What is being asked: Extract each line of the data below exactly as written.

Records for processing:
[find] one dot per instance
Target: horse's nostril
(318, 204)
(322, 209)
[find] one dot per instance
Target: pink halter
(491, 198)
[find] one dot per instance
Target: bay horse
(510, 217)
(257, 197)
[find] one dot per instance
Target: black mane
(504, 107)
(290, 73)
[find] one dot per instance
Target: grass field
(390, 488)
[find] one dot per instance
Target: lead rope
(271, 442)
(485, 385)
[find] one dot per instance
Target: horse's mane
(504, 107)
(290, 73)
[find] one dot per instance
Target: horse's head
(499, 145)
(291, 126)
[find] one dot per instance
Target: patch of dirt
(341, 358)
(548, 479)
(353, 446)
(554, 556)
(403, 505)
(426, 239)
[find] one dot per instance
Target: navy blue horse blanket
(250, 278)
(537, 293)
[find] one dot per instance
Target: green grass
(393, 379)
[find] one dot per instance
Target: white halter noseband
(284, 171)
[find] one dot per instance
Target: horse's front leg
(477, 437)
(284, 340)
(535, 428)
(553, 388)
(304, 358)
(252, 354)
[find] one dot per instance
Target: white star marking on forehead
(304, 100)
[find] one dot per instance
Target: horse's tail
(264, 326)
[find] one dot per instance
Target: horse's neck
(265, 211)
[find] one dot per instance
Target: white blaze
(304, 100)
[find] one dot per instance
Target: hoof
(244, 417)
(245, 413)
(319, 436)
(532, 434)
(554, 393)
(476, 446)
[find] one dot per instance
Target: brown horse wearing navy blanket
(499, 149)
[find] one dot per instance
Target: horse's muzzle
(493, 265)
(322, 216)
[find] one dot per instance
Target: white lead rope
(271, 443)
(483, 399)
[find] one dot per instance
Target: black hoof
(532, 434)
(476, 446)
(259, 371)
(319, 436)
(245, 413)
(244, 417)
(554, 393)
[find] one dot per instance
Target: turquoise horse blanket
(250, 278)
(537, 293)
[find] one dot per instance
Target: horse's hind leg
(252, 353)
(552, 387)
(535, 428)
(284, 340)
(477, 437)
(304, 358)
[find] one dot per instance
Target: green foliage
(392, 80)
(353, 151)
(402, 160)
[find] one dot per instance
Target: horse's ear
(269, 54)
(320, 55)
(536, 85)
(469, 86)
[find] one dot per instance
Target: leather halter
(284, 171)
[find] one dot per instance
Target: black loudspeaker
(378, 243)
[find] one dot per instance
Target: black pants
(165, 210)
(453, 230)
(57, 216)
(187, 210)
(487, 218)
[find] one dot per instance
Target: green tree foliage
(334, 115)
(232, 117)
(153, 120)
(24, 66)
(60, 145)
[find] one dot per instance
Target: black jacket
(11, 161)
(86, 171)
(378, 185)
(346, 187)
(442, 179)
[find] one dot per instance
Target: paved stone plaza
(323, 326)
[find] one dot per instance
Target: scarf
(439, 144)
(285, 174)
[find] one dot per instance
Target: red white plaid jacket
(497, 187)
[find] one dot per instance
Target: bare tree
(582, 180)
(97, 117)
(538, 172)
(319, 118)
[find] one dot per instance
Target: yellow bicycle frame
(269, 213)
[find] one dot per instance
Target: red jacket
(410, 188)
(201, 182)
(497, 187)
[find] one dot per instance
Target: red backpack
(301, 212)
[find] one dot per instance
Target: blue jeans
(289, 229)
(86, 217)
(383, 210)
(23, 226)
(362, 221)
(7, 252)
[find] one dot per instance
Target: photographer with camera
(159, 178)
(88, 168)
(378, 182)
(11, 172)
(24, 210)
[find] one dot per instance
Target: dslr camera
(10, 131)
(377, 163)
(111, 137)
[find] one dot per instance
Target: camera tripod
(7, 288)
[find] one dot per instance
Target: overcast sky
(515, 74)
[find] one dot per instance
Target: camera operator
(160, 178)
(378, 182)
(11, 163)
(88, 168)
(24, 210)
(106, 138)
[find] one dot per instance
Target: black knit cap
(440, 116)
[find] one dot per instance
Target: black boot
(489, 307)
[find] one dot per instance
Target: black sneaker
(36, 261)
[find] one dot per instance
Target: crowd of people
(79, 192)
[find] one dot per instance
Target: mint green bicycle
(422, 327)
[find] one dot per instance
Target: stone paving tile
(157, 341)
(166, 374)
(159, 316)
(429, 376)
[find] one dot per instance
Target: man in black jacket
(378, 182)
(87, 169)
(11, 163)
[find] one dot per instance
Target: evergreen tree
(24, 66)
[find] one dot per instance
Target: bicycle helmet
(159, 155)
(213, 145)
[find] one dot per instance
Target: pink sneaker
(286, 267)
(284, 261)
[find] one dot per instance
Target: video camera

The completed task:
[find] one dot per instance
Target: horse's nostril
(318, 204)
(322, 209)
[find] one dot per instance
Target: pink halter
(491, 198)
[find] one dot per instance
Target: bay horse
(510, 217)
(257, 197)
[find] one dot per instance
Target: black mane
(504, 107)
(290, 73)
[find] one dot per instance
Target: grass field
(390, 488)
[find] one dot per instance
Target: lead rope
(271, 442)
(485, 385)
[find] one dot per instance
Target: horse's mane
(504, 107)
(290, 73)
[find] one dot per instance
Target: horse's head
(499, 145)
(291, 126)
[find] one dot per instance
Target: patch of dirt
(341, 358)
(548, 479)
(353, 446)
(554, 556)
(403, 505)
(426, 239)
[find] one dot per instance
Target: navy blue horse blanket
(250, 278)
(537, 293)
[find] one dot per instance
Target: green grass
(393, 379)
[find] one dot per instance
Target: white halter noseband
(284, 171)
[find] one dot per instance
Target: horse's front leg
(477, 437)
(284, 340)
(535, 428)
(553, 388)
(304, 358)
(252, 354)
[find] one dot per instance
Target: white star marking on forehead
(304, 100)
[find] one dot per instance
Target: horse's tail
(264, 326)
[find] one dot per instance
Target: horse's neck
(265, 211)
[find] one dot per instance
Target: white blaze
(304, 100)
[find] one dot per instance
Target: hoof
(244, 417)
(245, 413)
(319, 436)
(532, 434)
(554, 393)
(476, 446)
[find] one dot per instance
Target: brown horse wearing navy blanket
(499, 149)
[find] one dot per instance
Target: horse's muzzle
(493, 265)
(322, 216)
[find] one dot per instance
Target: white lead rope
(271, 443)
(483, 399)
[find] one dot per instance
Target: black hoof
(532, 434)
(476, 446)
(259, 371)
(319, 436)
(245, 413)
(244, 417)
(554, 393)
[find] one dot per instance
Target: turquoise horse blanket
(250, 278)
(537, 293)
[find] one dot per instance
Target: horse's hind leg
(252, 353)
(552, 387)
(535, 428)
(284, 340)
(477, 437)
(304, 358)
[find] one dot per instance
Target: green foliage
(392, 80)
(353, 151)
(402, 160)
[find] one dot per instance
Target: horse's ear
(269, 54)
(320, 55)
(536, 85)
(469, 86)
[find] one dot per instance
Target: leather halter
(284, 171)
[find] one dot per instance
Target: black loudspeaker
(378, 243)
[find] one dot per instance
Target: black pants
(165, 210)
(453, 230)
(57, 216)
(187, 210)
(487, 218)
[find] one dot per instance
Target: green tree foliage
(334, 115)
(232, 117)
(153, 120)
(24, 66)
(60, 145)
[find] one dot per instance
Target: black jacket
(11, 161)
(86, 171)
(378, 185)
(346, 187)
(442, 179)
[find] one dot per instance
Target: paved stone plaza
(323, 326)
[find] one dot per instance
Target: scarf
(439, 144)
(285, 174)
[find] one dot per instance
Target: red white plaid jacket
(497, 187)
[find] one dot per instance
Target: bare tree
(582, 180)
(97, 117)
(538, 172)
(319, 118)
[find] one dot per instance
Target: yellow bicycle frame
(269, 213)
[find] one dot per instance
Target: red jacket
(410, 188)
(201, 182)
(497, 187)
[find] one dot per instance
Target: red backpack
(301, 212)
[find] one dot per instance
Target: blue jeans
(289, 229)
(86, 217)
(383, 210)
(23, 226)
(362, 221)
(7, 252)
[find] one dot per instance
Target: photographer with camera
(159, 178)
(88, 168)
(378, 182)
(11, 172)
(24, 210)
[find] one dot per instance
Target: dslr camera
(10, 131)
(377, 163)
(111, 137)
[find] one dot per instance
Target: camera tripod
(7, 288)
[find] one dot per instance
Target: overcast sky
(515, 74)
[find] one dot per instance
Target: camera operator
(160, 178)
(378, 182)
(11, 163)
(88, 168)
(24, 210)
(106, 138)
[find] one dot per instance
Target: black knit cap
(440, 116)
[find] one dot per instance
Target: black boot
(489, 307)
[find] one dot per instance
Target: black sneaker
(36, 261)
[find] one dot per instance
Target: crowd of people
(79, 192)
[find] one dot per instance
Target: mint green bicycle
(422, 327)
[find] one dot per instance
Target: stone paving tile
(157, 341)
(166, 374)
(159, 316)
(429, 376)
[find] one dot per instance
Target: man in black jacket
(378, 182)
(87, 169)
(11, 163)
[find] one dot per instance
Target: evergreen tree
(24, 66)
[find] one dot per instance
Target: bicycle helmet
(159, 155)
(213, 145)
[find] one dot per instance
Target: pink sneaker
(286, 267)
(284, 261)
[find] one dot per instance
Target: video camera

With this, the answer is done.